Entries for bounding box labeling
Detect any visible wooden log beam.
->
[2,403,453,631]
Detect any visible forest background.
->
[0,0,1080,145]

What the task asks:
Please turn these records into a numbered list, leaving out the blank lines.

Answer:
1. Detect any visible wooden log beam.
2. ->
3. [2,403,453,631]
4. Detect any visible forest background.
5. ->
6. [0,0,1080,145]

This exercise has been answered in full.